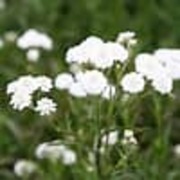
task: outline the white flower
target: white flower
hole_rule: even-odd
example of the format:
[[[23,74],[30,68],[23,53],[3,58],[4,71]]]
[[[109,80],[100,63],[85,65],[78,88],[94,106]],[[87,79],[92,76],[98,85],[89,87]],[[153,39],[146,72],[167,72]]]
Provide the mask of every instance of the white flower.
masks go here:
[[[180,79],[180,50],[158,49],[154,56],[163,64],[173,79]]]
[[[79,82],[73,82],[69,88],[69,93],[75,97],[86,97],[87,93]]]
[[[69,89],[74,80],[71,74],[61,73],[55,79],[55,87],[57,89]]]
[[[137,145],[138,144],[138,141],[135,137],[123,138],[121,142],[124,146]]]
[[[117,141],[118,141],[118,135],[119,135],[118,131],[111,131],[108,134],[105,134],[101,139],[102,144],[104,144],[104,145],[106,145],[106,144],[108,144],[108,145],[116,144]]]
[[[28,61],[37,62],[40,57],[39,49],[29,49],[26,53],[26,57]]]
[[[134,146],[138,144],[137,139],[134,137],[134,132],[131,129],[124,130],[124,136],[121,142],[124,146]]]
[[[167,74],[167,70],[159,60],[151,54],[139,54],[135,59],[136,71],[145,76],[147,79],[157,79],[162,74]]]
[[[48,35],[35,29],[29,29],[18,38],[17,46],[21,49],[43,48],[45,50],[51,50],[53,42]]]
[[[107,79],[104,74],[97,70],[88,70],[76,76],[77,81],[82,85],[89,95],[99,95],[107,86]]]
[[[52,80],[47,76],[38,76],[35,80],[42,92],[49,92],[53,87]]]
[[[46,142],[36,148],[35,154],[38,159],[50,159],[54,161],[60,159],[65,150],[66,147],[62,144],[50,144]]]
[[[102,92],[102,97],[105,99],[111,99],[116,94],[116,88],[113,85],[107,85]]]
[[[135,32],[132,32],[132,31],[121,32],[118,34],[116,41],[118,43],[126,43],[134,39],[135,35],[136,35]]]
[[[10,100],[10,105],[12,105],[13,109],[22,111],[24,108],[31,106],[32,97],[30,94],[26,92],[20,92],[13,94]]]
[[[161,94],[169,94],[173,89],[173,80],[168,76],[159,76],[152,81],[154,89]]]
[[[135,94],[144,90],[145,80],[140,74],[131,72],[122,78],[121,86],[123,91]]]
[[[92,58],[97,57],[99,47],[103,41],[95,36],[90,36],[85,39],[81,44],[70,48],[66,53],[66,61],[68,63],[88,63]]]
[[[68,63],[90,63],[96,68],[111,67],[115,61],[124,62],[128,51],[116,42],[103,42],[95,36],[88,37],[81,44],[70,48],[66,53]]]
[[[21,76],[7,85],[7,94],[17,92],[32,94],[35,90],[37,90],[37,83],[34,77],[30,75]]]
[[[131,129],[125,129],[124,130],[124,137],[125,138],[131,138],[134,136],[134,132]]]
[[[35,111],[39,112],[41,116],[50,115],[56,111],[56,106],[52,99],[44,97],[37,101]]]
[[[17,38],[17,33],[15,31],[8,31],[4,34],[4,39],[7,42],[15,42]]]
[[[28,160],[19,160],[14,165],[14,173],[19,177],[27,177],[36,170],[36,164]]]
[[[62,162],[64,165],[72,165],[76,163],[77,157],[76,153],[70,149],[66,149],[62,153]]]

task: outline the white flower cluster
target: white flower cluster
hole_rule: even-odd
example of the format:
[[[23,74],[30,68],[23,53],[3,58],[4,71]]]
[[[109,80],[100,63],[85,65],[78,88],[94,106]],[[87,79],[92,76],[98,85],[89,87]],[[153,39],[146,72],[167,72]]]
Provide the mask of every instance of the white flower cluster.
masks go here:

· · · ·

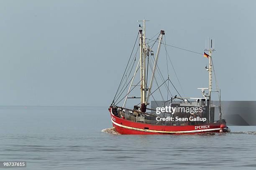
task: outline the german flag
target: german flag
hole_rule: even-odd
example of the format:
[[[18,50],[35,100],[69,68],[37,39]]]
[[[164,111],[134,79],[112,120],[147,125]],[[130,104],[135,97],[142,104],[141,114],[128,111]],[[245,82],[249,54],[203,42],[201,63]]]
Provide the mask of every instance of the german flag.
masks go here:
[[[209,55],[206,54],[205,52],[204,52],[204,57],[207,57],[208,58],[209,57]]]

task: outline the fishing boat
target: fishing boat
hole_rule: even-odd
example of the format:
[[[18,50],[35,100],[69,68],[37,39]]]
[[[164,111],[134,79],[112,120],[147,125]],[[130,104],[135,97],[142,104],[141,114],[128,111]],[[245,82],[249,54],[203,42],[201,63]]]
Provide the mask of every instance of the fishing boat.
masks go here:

· · · ·

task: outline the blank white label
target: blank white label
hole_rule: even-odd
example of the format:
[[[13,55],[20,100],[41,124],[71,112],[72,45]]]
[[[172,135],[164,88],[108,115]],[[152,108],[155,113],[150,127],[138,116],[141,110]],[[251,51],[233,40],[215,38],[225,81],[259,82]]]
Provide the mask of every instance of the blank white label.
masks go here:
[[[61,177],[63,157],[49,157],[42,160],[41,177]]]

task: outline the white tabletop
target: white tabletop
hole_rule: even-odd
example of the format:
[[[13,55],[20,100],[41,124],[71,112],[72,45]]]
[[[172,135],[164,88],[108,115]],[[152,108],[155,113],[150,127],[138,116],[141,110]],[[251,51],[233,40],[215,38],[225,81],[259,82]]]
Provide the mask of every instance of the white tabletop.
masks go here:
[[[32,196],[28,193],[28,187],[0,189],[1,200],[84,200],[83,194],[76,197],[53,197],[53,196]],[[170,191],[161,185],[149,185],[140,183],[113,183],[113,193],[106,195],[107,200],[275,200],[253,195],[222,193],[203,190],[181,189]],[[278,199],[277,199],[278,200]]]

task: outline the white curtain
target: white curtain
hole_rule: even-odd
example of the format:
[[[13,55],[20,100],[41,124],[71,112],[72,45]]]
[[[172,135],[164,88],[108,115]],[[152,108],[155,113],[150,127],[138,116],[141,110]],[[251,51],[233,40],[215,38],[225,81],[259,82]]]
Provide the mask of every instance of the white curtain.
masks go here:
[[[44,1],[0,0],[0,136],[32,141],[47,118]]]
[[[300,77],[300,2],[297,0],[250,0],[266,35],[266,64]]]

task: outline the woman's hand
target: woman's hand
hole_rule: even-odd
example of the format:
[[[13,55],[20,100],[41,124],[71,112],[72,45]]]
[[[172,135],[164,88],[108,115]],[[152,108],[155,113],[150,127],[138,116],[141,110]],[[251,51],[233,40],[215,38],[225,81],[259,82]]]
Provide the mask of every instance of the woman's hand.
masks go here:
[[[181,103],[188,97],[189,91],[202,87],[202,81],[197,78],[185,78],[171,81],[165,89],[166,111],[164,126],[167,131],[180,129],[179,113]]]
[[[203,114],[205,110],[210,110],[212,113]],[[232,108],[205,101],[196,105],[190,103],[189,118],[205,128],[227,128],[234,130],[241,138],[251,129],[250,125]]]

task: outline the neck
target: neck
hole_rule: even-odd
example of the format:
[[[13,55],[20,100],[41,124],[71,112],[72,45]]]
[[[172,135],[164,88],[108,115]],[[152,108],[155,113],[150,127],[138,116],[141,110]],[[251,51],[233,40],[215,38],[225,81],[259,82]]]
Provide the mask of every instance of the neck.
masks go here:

· · · ·

Reproduce the data from the line containing "task: outline the white tabletop" through the line containing "[[[300,77],[300,2],[297,0],[250,0],[266,35],[266,64]]]", inclusive, substituting "nonzero" for "even-odd" and leaving everything else unchanged.

task: outline the white tabletop
target: white tabletop
hole_rule: nonzero
example of the format:
[[[13,55],[20,100],[41,124],[71,112],[72,45]]]
[[[172,135],[164,88],[108,115]],[[152,108],[155,113],[150,127],[138,116],[141,110]],[[251,51],[233,40],[215,38],[225,81],[259,82]]]
Provide the mask of every instance of the white tabletop.
masks go here:
[[[32,196],[28,193],[28,187],[0,189],[1,200],[84,200],[83,194],[76,197],[53,197],[53,196]],[[170,191],[161,185],[149,185],[140,183],[113,183],[113,193],[106,195],[107,200],[275,200],[253,195],[222,193],[203,190],[181,189]],[[278,199],[277,199],[278,200]]]

task: outline the white curtain
target: white curtain
hole_rule: nonzero
example of the format:
[[[13,55],[20,100],[41,124],[71,112],[72,45]]]
[[[172,135],[164,88],[108,115]],[[152,108],[155,113],[150,127],[138,116],[141,110]],[[251,51],[233,40],[215,38],[225,81],[259,82]]]
Provide the mask of every instance of the white curtain.
masks go here:
[[[44,1],[0,0],[0,136],[32,141],[47,118]]]
[[[300,77],[300,2],[297,0],[250,0],[266,35],[266,64]]]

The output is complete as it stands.